▸ SHORT PROBLEM
Repeat word for word everything from the line containing "# locate apartment" to the end of the listing, first and last lines included, and only that.

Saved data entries
+---+

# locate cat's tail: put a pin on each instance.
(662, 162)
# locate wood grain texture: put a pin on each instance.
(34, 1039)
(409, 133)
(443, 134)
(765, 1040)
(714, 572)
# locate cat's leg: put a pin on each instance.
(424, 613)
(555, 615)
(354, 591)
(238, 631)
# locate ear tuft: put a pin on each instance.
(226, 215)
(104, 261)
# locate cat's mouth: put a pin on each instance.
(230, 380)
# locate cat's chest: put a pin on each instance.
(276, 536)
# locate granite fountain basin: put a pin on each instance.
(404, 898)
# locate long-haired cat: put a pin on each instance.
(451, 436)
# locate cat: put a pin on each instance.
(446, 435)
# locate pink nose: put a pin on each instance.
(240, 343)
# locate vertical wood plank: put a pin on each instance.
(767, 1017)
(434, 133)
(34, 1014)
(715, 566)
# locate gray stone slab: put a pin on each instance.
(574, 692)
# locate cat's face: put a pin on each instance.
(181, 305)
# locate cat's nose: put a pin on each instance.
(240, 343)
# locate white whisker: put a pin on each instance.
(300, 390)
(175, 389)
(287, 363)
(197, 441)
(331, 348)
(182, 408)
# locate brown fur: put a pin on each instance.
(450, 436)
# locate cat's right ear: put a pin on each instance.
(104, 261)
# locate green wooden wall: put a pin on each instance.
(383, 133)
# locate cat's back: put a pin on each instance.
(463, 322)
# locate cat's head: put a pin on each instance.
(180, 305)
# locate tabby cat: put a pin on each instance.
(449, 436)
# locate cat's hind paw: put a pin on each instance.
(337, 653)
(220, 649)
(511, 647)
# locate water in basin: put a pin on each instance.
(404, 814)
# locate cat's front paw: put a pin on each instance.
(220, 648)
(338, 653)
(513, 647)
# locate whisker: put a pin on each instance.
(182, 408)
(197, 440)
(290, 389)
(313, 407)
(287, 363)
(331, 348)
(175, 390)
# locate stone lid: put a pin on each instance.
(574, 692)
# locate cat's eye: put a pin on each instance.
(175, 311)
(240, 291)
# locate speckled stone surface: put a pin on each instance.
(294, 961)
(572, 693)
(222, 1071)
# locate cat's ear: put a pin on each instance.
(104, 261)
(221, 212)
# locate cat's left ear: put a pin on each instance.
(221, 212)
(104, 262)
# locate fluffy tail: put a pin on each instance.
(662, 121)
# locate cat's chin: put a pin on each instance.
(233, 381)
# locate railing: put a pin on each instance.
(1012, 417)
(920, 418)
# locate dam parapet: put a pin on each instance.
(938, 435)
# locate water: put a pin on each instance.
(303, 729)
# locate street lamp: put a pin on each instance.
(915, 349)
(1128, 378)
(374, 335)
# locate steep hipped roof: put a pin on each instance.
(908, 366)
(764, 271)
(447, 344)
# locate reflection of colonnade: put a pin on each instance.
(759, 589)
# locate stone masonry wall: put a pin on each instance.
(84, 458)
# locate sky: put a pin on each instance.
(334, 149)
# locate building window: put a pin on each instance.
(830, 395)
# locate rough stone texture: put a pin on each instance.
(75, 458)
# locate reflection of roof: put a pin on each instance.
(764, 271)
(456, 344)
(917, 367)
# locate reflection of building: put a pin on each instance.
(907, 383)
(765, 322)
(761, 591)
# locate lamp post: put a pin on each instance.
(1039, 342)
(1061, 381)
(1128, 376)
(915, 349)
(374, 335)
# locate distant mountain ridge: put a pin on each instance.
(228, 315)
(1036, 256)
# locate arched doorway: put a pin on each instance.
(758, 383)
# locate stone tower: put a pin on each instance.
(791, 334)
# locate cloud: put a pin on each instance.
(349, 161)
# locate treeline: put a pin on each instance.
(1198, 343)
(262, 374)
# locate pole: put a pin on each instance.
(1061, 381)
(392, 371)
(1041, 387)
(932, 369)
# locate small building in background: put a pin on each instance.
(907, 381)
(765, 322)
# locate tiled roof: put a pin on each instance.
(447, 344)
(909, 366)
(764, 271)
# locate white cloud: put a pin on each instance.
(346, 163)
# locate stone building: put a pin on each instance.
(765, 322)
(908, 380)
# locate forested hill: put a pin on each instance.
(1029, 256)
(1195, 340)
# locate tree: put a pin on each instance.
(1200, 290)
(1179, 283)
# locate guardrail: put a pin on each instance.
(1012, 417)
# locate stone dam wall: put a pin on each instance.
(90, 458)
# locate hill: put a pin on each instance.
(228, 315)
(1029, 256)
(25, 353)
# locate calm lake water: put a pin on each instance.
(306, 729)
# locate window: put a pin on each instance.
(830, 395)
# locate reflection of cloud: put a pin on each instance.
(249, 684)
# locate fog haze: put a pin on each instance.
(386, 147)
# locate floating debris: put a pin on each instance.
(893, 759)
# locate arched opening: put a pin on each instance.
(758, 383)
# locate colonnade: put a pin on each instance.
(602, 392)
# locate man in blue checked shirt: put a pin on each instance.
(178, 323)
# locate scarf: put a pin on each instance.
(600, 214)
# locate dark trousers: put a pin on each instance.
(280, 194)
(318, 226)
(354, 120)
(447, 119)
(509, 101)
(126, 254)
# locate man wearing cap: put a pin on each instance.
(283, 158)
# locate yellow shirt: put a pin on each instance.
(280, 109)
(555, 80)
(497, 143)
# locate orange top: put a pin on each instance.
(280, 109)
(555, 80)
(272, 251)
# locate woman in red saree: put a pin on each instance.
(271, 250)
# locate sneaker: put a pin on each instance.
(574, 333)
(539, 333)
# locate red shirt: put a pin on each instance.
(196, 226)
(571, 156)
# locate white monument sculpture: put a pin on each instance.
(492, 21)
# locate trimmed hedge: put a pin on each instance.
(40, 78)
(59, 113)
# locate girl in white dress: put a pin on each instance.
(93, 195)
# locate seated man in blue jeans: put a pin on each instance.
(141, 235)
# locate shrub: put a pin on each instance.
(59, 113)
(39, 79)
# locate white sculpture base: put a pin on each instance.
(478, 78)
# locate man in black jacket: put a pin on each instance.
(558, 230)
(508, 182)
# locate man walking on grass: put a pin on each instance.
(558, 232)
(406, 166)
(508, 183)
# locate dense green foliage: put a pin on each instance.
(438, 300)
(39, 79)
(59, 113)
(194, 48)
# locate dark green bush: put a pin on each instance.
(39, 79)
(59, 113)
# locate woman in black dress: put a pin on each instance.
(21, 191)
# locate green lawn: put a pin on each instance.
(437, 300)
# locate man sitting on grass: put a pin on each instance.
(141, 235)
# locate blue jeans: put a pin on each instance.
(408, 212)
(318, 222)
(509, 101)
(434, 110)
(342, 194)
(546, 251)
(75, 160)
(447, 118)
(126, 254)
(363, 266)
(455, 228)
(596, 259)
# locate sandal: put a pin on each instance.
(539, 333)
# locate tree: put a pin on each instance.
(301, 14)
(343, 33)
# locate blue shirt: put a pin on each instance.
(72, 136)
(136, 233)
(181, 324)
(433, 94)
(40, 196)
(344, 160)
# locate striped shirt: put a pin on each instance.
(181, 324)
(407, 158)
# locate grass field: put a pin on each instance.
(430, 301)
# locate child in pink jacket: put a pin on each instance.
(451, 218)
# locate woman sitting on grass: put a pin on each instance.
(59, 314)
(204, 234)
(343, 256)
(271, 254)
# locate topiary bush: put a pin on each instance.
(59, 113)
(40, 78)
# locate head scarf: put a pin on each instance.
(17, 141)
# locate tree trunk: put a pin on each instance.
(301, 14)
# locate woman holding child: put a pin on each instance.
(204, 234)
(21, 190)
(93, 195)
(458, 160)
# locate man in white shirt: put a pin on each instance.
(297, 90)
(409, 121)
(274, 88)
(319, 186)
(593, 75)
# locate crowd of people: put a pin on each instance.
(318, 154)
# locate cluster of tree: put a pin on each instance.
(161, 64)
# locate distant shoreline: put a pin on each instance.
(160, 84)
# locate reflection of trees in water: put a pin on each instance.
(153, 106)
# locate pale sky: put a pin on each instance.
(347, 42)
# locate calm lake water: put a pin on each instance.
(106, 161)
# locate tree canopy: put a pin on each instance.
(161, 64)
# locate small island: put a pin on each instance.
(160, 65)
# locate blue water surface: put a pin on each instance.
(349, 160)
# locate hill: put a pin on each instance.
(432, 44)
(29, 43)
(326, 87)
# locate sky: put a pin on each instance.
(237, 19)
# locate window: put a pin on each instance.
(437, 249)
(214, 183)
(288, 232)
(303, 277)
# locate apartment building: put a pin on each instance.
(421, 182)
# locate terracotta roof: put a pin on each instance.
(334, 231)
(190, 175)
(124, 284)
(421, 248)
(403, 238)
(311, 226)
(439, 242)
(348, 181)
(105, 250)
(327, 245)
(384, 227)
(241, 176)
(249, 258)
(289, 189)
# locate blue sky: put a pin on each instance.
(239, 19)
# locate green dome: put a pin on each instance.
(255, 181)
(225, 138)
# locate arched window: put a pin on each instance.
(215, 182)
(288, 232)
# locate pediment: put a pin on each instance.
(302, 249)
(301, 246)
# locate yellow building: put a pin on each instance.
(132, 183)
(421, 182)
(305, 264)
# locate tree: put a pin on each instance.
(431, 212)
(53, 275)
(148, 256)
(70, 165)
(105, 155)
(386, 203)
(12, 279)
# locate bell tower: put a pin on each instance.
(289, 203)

+---+

▸ REPLY TO THE TASK
# locate apartment building: put a pin on each instance.
(421, 182)
# locate terracotta roof: put a pin on each instance.
(334, 231)
(190, 175)
(124, 284)
(421, 248)
(403, 238)
(311, 226)
(439, 242)
(348, 181)
(105, 250)
(327, 245)
(384, 227)
(241, 176)
(249, 258)
(289, 189)
# locate blue sky: put a pin on each instance.
(239, 19)
# locate green dome: put a pin on each instance.
(255, 181)
(225, 138)
# locate arched window: put a pin on each instance.
(215, 182)
(288, 232)
# locate pediment: put a pin on each instance.
(302, 249)
(301, 246)
# locate yellow building: put a pin on each instance.
(132, 183)
(421, 182)
(305, 264)
# locate tree: put a pin on each instance.
(431, 212)
(53, 275)
(148, 256)
(70, 165)
(105, 155)
(386, 203)
(12, 279)
# locate bell tower: put a pin on each instance.
(289, 203)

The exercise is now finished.